Source extract
On March 7, 2012, Willey sent Tiger-Paillex talking points that she had prepared for a meeting with Mullinix, at which she informed Mullinix that her contract would not be renewed. The talking points stated that it was "critical that the director of the office be comfortable in collaborating with counterparts within the institution (Grants and Contracts Office, General Counsel's Office, Clinical Trials Office, etc) as part of the team and above all be customer service oriented in support of our research faculty" and that "[t]hese are aspects of the role that are uncomfortable for [Mullinix] and it seems to me are in fact painful for [Mullinix] to engage in." (Pl. 56.1 ¶ 138.) On March 8, 2012, Willey told Mullinix that Mount Sinai would not renew Mullinix's contract as OTBD Director upon its expiration in July 2012 because Mullinix was "not sufficiently congenial with faculty," but Willey told Mullinix that she would consider a different role for Mullinix at Mount Sinai. (Pl. 56.1 ¶ 139.)

Mullinix proposed alternative roles for herself at Mount Sinai to Friedman, and met with him to discuss her proposal. She informed Friedman that she wanted to report directly to him. (Pl. 56.1 ¶¶ 140-41.) Friedman informed Mullinix that she could not report to him because it would undercut Willey's authority. (Pl. 56.1 ¶ 142.) Willey thought that Mullinix's suggestions were positive examples. (Pl. 56.1 ¶ 224.) Mullinix did not have any further conversations with Friedman about a potential role at Mount Sinai. (Pl. 56.1 ¶ 143.)

Entries provided
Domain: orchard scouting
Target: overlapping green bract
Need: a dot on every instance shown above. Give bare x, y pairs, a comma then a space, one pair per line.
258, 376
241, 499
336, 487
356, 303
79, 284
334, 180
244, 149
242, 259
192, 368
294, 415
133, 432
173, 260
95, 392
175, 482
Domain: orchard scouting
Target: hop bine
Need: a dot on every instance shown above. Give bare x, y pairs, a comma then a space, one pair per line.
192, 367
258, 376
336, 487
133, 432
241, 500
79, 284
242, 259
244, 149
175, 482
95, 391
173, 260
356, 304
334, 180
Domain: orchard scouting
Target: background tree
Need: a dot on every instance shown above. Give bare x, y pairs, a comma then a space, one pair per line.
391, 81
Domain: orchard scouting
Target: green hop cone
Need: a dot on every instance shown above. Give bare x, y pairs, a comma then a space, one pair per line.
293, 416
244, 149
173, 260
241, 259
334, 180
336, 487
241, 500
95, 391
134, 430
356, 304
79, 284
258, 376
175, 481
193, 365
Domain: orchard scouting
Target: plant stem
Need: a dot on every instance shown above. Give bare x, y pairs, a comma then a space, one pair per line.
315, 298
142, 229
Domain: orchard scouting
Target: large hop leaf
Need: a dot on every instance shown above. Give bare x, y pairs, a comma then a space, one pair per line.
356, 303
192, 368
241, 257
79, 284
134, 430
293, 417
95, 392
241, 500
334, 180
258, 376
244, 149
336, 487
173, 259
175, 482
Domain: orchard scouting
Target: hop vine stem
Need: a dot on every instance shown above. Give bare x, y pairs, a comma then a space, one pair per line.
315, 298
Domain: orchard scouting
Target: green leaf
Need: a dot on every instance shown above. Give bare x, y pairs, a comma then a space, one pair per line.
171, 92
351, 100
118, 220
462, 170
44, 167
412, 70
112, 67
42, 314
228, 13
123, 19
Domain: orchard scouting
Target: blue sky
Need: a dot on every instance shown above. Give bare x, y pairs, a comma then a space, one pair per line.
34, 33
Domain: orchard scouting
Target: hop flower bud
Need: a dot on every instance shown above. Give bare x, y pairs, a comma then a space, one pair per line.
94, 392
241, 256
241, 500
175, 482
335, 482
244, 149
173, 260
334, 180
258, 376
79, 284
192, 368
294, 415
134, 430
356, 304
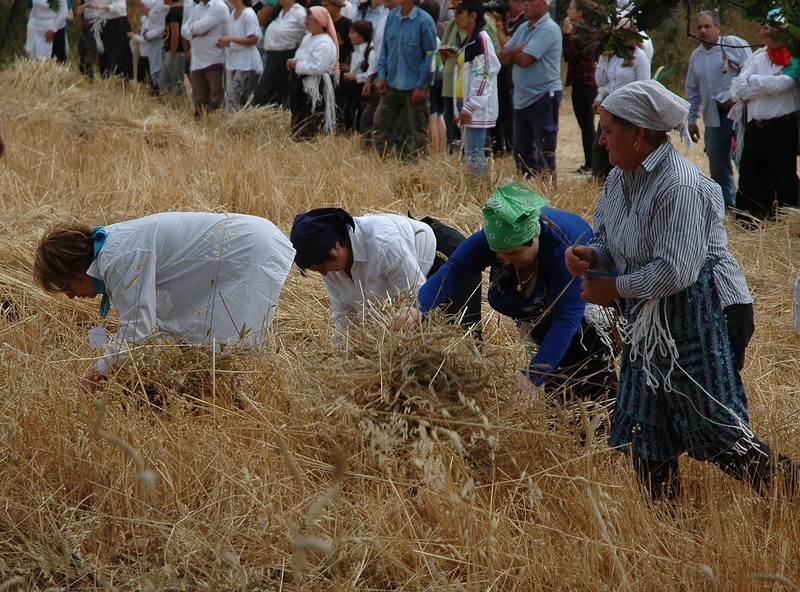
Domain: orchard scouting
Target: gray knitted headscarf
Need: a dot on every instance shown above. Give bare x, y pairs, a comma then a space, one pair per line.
648, 104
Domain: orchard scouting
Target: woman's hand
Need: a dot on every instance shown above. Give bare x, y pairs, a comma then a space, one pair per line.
526, 390
580, 259
405, 319
91, 380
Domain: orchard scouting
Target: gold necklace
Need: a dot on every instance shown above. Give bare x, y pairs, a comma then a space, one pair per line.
522, 284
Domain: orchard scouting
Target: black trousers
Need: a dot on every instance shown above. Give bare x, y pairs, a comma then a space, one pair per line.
273, 86
582, 100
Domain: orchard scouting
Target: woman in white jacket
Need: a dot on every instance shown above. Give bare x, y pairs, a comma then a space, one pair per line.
43, 24
205, 278
243, 65
479, 68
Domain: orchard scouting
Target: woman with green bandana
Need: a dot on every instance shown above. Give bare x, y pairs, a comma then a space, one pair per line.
204, 278
523, 244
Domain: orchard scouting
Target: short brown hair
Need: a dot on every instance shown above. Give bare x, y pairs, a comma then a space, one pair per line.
64, 252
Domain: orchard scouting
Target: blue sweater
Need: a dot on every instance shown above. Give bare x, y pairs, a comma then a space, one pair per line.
552, 328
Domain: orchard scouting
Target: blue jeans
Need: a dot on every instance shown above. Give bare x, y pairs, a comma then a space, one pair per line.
720, 163
475, 149
536, 135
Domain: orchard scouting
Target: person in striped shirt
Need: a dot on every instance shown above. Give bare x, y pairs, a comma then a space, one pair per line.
659, 223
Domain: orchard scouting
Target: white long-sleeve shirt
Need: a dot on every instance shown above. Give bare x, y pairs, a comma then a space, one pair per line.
610, 74
287, 30
658, 225
391, 255
196, 276
206, 24
357, 61
767, 92
115, 9
316, 55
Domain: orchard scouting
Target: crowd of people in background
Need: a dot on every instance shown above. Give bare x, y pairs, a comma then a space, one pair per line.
391, 70
449, 76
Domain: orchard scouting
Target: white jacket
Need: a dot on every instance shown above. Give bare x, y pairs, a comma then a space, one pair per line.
196, 276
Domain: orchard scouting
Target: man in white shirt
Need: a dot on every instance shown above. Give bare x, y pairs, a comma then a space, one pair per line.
712, 67
206, 24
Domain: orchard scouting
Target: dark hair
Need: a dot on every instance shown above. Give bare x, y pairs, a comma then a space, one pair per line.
432, 8
63, 253
712, 14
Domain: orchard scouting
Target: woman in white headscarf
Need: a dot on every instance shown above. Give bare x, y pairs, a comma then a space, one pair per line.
659, 222
315, 69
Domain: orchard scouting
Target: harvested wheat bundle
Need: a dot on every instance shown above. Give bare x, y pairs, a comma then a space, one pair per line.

Exercise details
Write out the passage on Mullinix's contract word for word, starting at the words "Mullinix proposed alternative" and stopping after "56.1 ¶ 143.)". This data comes from a source unrelated to the passage on Mullinix's contract.

Result below
Mullinix proposed alternative roles for herself at Mount Sinai to Friedman, and met with him to discuss her proposal. She informed Friedman that she wanted to report directly to him. (Pl. 56.1 ¶¶ 140-41.) Friedman informed Mullinix that she could not report to him because it would undercut Willey's authority. (Pl. 56.1 ¶ 142.) Willey thought that Mullinix's suggestions were positive examples. (Pl. 56.1 ¶ 224.) Mullinix did not have any further conversations with Friedman about a potential role at Mount Sinai. (Pl. 56.1 ¶ 143.)